Par Georgia Makhlouf
2011 - 04
Joseph Boyden est né en 1966 à Willowdale (Canada). À l’âge de six ans, il partage déjà son temps entre la chasse aux chèvres et la lecture de l’Encyclopaedia Britannica. Adolescent, il est inscrit chez les jésuites, à la Saint Brébeuf High School de Toronto, et se coiffe à l’iroquoise, par revendication de ses racines indiennes (certes mêlées d’origines irlandaises et écossaises, mais ce sont ses racines indiennes dont il se réclame le plus fortement). Comme le saint patron de l’école, saint Brébeuf, est mort torturé par les Indiens, les jésuites n’apprécient pas, et le mettent à la porte. Il terminera ses études littéraires au Northern College de Moosonee puis partira pour le sud des États-Unis sur sa moto. « J’étais un rebelle », dit-il. Il y sera tour à tour musicien, fossoyeur ou encore barman. Aujourd’hui, lorsqu’il ne chasse pas dans les bois de la réserve de Wasauksing (« L’endroit où les arbres scintillent ») au bord de la James Bay dans l’Ontario, Joseph Boyden enseigne le creative writing à l’université de La Nouvelle-Orléans.

* _COURT EXERCICE A_
D'après le texte sur Joseph Boyden, quels métiers a-t-il exercés dans le sud des États-Unis ? Donnez-les tous.
Les lignes qui suivent n'ont aucun lien avec le texte.

* _JEU DE DONNÉES_
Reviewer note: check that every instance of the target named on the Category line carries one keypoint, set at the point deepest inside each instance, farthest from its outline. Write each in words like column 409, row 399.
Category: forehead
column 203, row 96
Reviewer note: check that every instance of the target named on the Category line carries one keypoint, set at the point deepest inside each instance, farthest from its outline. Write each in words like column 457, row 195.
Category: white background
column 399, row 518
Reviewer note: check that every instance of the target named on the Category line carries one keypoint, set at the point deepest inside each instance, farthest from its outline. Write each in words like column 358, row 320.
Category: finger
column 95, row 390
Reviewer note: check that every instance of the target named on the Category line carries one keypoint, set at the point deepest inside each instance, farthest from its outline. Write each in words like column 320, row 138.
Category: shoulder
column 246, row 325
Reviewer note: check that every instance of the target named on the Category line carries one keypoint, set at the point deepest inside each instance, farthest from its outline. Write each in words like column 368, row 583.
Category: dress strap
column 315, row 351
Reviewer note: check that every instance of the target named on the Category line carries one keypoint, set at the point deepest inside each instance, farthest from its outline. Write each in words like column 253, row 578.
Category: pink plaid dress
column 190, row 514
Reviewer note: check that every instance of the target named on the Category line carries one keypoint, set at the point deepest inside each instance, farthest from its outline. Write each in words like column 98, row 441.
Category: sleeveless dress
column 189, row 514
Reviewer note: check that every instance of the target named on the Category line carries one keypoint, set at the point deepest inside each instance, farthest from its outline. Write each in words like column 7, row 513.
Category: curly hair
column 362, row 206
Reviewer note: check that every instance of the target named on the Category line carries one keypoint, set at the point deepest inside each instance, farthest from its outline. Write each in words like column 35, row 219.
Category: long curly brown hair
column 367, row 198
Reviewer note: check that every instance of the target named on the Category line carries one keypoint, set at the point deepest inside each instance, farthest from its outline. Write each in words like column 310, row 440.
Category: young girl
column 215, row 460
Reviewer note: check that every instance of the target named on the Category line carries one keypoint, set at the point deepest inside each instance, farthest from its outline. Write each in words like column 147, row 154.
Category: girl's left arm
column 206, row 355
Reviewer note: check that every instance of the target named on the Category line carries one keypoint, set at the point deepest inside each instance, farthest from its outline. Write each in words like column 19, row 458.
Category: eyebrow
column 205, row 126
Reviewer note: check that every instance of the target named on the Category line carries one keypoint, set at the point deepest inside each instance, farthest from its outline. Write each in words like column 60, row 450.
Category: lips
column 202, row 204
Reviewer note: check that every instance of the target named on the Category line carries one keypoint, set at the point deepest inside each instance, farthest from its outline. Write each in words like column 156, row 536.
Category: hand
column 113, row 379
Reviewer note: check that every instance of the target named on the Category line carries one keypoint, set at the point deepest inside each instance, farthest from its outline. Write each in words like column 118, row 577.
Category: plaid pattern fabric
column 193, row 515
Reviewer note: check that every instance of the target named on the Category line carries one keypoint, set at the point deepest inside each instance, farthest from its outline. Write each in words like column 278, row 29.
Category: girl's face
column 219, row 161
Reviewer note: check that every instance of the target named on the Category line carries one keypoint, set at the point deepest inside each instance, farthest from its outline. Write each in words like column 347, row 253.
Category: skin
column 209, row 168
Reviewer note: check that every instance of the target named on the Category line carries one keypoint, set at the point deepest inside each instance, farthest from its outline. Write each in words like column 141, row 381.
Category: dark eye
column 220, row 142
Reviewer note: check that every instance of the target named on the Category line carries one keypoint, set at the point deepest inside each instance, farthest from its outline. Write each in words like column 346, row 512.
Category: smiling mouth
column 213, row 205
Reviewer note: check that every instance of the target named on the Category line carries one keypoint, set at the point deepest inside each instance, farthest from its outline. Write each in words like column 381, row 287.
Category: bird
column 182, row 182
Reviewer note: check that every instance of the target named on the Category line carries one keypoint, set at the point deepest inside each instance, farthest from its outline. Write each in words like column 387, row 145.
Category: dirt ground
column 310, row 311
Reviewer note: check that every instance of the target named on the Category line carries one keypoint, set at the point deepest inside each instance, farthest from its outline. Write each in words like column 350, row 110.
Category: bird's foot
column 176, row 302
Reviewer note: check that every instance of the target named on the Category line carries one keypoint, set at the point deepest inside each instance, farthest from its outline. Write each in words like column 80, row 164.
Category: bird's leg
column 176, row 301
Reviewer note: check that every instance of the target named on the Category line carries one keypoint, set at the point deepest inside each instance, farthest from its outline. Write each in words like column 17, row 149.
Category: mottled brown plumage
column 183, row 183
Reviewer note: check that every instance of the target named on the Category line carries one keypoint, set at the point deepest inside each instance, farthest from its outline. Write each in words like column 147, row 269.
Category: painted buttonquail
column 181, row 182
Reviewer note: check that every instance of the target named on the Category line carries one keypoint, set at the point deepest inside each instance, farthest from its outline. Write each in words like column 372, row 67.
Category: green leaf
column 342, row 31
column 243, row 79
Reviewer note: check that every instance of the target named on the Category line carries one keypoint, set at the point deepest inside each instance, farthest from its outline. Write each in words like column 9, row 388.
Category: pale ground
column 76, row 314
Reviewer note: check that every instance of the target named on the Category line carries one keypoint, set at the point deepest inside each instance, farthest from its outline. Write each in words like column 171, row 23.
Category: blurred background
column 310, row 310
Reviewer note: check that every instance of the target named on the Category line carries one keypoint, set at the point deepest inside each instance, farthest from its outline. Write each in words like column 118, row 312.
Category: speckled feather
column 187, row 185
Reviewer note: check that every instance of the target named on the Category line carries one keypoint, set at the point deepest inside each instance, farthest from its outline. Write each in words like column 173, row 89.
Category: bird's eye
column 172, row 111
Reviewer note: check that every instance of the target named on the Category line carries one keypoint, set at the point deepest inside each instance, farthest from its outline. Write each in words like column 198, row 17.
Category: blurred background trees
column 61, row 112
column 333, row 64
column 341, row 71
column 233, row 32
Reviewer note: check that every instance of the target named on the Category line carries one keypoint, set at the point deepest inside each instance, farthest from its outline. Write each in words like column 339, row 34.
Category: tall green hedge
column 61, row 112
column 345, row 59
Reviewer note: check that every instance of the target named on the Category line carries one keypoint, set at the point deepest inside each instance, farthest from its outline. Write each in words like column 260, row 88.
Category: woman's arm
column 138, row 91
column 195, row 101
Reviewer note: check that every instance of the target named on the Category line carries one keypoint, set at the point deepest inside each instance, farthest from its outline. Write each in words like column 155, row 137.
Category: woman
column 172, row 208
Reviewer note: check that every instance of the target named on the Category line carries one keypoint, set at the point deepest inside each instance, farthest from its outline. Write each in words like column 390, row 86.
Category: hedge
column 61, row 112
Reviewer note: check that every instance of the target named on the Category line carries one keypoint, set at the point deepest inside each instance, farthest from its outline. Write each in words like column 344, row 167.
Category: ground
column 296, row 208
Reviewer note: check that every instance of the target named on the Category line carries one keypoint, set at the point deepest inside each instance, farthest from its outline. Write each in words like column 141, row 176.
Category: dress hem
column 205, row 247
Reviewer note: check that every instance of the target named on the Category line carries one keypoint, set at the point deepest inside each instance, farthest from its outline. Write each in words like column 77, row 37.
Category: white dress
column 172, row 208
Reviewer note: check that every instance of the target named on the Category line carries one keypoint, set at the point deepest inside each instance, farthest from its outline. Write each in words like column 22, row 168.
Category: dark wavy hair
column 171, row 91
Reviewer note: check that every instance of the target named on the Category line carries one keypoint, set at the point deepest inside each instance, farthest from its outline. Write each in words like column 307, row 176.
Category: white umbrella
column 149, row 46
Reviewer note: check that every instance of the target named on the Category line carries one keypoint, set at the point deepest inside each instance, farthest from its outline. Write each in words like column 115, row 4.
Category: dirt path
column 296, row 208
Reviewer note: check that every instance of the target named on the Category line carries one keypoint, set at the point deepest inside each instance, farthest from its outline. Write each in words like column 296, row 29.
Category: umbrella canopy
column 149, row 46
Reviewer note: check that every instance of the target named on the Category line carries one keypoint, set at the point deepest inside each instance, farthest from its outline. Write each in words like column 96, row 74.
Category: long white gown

* * *

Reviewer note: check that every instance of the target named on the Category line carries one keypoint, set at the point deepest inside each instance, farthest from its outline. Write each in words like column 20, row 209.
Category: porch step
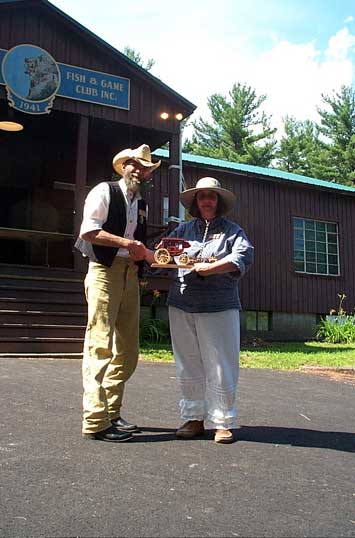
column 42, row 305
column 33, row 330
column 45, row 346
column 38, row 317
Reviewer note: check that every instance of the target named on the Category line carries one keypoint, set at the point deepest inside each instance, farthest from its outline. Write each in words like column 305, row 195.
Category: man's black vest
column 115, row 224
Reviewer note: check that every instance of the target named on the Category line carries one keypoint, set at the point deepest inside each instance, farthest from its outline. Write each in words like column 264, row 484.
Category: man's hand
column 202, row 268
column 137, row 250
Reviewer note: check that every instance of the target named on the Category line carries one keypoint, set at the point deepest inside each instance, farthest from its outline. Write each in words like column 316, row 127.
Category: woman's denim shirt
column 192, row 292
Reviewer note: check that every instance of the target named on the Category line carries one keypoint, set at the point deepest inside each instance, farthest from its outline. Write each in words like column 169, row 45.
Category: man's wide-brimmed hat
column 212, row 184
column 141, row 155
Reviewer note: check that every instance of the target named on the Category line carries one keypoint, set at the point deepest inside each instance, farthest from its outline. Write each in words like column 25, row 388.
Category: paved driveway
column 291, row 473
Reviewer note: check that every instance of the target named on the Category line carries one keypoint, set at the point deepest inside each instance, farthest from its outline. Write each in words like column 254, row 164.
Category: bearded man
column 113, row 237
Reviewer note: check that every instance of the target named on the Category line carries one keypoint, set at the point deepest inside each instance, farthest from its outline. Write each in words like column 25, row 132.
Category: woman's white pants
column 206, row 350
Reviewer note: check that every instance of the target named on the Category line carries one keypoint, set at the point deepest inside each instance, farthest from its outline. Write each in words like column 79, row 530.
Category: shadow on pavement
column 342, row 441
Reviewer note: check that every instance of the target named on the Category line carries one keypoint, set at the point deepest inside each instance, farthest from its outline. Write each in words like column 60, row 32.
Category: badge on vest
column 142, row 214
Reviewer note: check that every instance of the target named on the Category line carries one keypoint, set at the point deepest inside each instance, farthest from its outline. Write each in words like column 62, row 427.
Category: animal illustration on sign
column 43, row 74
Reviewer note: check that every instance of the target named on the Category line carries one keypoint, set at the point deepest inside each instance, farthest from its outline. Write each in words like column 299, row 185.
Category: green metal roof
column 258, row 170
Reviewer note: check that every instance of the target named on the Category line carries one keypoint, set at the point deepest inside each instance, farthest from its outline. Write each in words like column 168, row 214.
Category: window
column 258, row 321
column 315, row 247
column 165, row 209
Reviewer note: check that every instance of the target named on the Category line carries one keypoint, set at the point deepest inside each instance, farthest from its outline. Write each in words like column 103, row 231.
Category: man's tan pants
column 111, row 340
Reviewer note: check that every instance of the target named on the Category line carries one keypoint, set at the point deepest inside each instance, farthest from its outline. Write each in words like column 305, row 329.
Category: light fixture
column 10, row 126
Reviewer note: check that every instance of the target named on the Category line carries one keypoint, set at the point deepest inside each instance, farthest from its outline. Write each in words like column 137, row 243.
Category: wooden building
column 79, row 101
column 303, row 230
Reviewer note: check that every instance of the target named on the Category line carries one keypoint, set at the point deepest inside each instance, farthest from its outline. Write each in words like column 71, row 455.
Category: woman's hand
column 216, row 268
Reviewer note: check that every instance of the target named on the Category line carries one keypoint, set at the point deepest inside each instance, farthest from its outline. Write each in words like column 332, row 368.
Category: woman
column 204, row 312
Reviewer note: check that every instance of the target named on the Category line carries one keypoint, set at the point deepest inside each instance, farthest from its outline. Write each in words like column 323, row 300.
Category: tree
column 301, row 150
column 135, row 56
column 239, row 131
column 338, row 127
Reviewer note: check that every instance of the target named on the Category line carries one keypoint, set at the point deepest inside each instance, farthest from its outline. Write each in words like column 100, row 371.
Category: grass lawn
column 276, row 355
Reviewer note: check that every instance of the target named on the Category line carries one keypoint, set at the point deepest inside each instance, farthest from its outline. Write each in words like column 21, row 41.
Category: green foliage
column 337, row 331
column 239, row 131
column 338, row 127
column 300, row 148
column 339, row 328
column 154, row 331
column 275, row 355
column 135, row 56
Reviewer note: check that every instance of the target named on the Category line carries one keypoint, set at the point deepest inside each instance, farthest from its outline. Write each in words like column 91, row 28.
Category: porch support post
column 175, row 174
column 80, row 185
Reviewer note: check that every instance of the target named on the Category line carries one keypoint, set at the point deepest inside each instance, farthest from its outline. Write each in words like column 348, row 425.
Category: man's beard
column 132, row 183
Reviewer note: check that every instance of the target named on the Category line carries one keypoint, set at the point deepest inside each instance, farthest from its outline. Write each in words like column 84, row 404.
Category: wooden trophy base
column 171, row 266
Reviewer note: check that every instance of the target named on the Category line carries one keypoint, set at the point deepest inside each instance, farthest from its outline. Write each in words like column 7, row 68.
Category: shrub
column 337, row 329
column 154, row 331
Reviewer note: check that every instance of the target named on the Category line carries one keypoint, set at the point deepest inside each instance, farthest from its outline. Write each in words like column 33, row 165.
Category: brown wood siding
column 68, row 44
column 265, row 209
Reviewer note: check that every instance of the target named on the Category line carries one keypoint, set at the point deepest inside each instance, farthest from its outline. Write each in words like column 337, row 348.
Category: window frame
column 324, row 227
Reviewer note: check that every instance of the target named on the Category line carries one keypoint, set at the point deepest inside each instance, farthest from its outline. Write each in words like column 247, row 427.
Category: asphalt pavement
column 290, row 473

* _COURT EXERCICE B_
Dans les lignes du jeu de données, recopiez le passage qui va de la ligne contenant "390, row 86." jusqu'à celle contenant "column 205, row 247", ces deux lignes comprises.

* _RÉPONSE A_
Musicien, fossoyeur, barman.

* _RÉPONSE B_
Reviewer note: check that every instance of the target named on the Category line carries one keypoint, set at the point deepest inside each instance, farthest from its outline. Write each in words like column 390, row 86.
Category: hedge
column 61, row 112
Reviewer note: check that every instance of the target named on the Category line carries one keypoint, set at the point deepest inside each instance, farthest from its outline. Write each in words like column 344, row 167.
Category: ground
column 296, row 208
Reviewer note: check that every instance of the target named on the Category line carries one keypoint, set at the point deepest inside each instance, farthest from its outline. Write each in words like column 141, row 176.
Category: dress hem
column 205, row 247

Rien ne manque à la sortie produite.